─── SOURCE MATERIAL

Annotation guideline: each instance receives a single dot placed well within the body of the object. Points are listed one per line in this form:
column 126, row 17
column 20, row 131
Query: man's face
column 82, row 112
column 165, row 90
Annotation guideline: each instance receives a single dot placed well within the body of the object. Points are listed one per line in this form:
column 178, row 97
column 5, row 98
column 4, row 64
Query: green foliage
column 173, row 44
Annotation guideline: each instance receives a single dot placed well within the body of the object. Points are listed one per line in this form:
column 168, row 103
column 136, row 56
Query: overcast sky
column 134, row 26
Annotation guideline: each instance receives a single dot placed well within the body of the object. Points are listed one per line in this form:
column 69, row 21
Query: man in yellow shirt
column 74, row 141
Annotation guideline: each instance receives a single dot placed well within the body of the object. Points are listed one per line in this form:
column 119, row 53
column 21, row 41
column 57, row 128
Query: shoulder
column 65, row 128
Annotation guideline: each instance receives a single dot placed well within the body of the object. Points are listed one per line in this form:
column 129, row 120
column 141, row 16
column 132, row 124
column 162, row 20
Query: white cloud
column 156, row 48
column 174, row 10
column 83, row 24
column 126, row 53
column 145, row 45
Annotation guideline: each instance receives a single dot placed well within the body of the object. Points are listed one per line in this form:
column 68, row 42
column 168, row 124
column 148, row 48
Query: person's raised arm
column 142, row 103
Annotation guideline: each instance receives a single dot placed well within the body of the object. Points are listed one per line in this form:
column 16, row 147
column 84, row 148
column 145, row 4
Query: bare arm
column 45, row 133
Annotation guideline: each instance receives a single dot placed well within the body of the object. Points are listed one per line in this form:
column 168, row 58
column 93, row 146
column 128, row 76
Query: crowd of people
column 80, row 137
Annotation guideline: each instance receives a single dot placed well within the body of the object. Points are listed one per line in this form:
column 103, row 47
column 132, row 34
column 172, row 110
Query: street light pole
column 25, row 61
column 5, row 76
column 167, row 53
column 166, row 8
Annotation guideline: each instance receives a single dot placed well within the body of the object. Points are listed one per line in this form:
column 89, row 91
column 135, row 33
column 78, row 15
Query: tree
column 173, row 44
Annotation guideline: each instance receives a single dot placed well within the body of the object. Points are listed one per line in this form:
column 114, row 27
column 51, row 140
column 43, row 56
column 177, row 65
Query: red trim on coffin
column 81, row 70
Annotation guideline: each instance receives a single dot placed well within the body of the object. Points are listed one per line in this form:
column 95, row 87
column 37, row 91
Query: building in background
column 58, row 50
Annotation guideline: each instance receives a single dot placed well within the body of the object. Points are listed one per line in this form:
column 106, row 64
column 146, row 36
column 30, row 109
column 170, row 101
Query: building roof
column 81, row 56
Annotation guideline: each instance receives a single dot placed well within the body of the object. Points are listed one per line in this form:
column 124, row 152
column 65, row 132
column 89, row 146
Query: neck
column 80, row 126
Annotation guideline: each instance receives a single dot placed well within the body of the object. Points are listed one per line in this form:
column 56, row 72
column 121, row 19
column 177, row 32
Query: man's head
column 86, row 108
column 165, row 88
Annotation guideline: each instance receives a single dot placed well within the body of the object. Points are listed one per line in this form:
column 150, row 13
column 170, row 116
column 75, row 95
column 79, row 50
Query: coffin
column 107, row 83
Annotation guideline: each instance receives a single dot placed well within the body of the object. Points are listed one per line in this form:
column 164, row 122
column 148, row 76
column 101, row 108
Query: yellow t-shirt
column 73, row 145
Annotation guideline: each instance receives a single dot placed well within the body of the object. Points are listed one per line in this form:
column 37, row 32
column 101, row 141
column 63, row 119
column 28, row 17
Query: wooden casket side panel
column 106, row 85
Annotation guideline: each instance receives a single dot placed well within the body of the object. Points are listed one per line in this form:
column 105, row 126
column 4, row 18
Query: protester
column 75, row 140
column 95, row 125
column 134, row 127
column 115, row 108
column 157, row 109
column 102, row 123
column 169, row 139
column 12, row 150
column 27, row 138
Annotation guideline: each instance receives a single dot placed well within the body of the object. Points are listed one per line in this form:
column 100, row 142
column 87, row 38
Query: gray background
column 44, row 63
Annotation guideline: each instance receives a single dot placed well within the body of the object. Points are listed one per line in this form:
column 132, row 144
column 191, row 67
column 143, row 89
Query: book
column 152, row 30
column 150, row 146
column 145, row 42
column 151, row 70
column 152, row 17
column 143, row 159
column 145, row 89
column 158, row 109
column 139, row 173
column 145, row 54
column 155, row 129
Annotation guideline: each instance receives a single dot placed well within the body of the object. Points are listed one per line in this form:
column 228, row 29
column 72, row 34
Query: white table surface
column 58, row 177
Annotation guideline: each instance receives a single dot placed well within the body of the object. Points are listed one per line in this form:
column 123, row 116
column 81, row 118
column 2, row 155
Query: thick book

──────

- THE PROBLEM -
Your answer should be an exact transcription of the data above.

- RESPONSE TO THIS TASK -
Annotation guideline: each instance receives a single dot placed well within the body of the object. Points are listed one per line in this form:
column 126, row 17
column 20, row 131
Query: man's face
column 82, row 112
column 165, row 90
Annotation guideline: each instance receives a single dot placed well within the body of the object. Points are listed one per line in this form:
column 178, row 97
column 5, row 98
column 4, row 64
Query: green foliage
column 173, row 44
Annotation guideline: each instance receives a single dot placed well within the body of the object. Points are listed one per line in this form:
column 168, row 103
column 136, row 56
Query: overcast sky
column 134, row 26
Annotation guideline: each instance receives a single dot placed well within the body of the object. Points are listed one per line in this form:
column 69, row 21
Query: man in yellow shirt
column 74, row 141
Annotation guideline: each instance receives a single dot placed well within the body of the object. Points are listed one per line in this form:
column 119, row 53
column 21, row 41
column 57, row 128
Query: shoulder
column 65, row 128
Annotation guideline: each instance receives a single dot placed well within the body of the object. Points are listed one per line in this form:
column 129, row 120
column 141, row 16
column 132, row 124
column 162, row 20
Query: white cloud
column 156, row 48
column 174, row 10
column 83, row 24
column 126, row 53
column 145, row 45
Annotation guideline: each instance receives a single dot placed well within the body of the object. Points are listed one per line in this form:
column 68, row 42
column 168, row 124
column 148, row 48
Query: person's raised arm
column 142, row 103
Annotation guideline: each instance receives a single dot placed well within the body of the object. Points are listed one per line in this form:
column 16, row 147
column 84, row 148
column 145, row 4
Query: bare arm
column 45, row 133
Annotation guideline: each instance receives a single dot placed well within the body of the object. Points are listed one per line in this form:
column 168, row 58
column 93, row 146
column 128, row 76
Query: crowd of people
column 80, row 137
Annotation guideline: each instance receives a single dot placed well within the body of the object. Points are listed one per line in this form:
column 103, row 47
column 132, row 34
column 172, row 110
Query: street light pole
column 25, row 61
column 5, row 76
column 167, row 53
column 166, row 8
Annotation guideline: each instance receives a single dot placed well within the body of the object. Points are listed one per line in this form:
column 89, row 91
column 135, row 33
column 78, row 15
Query: tree
column 173, row 44
Annotation guideline: each instance receives a single dot placed well within the body of the object. Points are listed one per line in this form:
column 114, row 27
column 51, row 140
column 43, row 56
column 177, row 65
Query: red trim on coffin
column 81, row 70
Annotation guideline: each instance receives a single dot placed well within the body of the object. Points are listed one per line in this form:
column 95, row 87
column 37, row 91
Query: building in background
column 58, row 50
Annotation guideline: each instance receives a single dot placed well within the body of the object. Points are listed one per line in this form:
column 106, row 64
column 146, row 36
column 30, row 109
column 170, row 101
Query: building roof
column 81, row 56
Annotation guideline: each instance receives a single dot placed well within the body of the object. Points are listed one per line in this form:
column 124, row 152
column 65, row 132
column 89, row 146
Query: neck
column 80, row 126
Annotation guideline: each instance receives a single dot placed well within the body of the object. Points are listed one per line in this form:
column 56, row 72
column 121, row 19
column 177, row 32
Query: man's head
column 86, row 108
column 165, row 88
Annotation guideline: each instance receives a single dot placed well within the body of the object. Points are listed one per line in this form:
column 150, row 13
column 170, row 116
column 75, row 95
column 79, row 50
Query: coffin
column 107, row 83
Annotation guideline: each instance receives a single dot placed well within the body of the object. Points are listed one per line in this form:
column 164, row 122
column 148, row 76
column 101, row 108
Query: yellow t-shirt
column 73, row 145
Annotation guideline: each instance receives a single dot placed well within the body of the object. Points are listed one per line in this form:
column 37, row 32
column 101, row 141
column 63, row 119
column 28, row 17
Query: wooden casket side panel
column 106, row 85
Annotation guideline: each instance receives a single dot placed well within the body of the object. Points are listed one per line in this form:
column 105, row 126
column 4, row 18
Query: protester
column 75, row 140
column 95, row 125
column 134, row 127
column 115, row 108
column 157, row 109
column 102, row 123
column 169, row 139
column 12, row 150
column 27, row 138
Annotation guideline: each instance receives a single dot placed well within the body of the object. Points are listed one per line in this form:
column 100, row 142
column 87, row 38
Query: gray background
column 44, row 63
Annotation guideline: each instance receives a single dot placed well within the body of the object. Points are listed one per line in this form:
column 132, row 144
column 191, row 67
column 143, row 89
Query: book
column 152, row 30
column 150, row 146
column 145, row 42
column 151, row 70
column 152, row 17
column 143, row 159
column 145, row 89
column 158, row 109
column 139, row 173
column 145, row 54
column 155, row 129
Annotation guideline: each instance receives a single dot placed well within the body of the object. Points are listed one per line in this form:
column 228, row 29
column 72, row 34
Query: white table surface
column 58, row 177
Annotation guideline: each instance receives a single dot placed well within the body of the object. Points are listed one per line in this form:
column 123, row 116
column 81, row 118
column 2, row 155
Query: thick book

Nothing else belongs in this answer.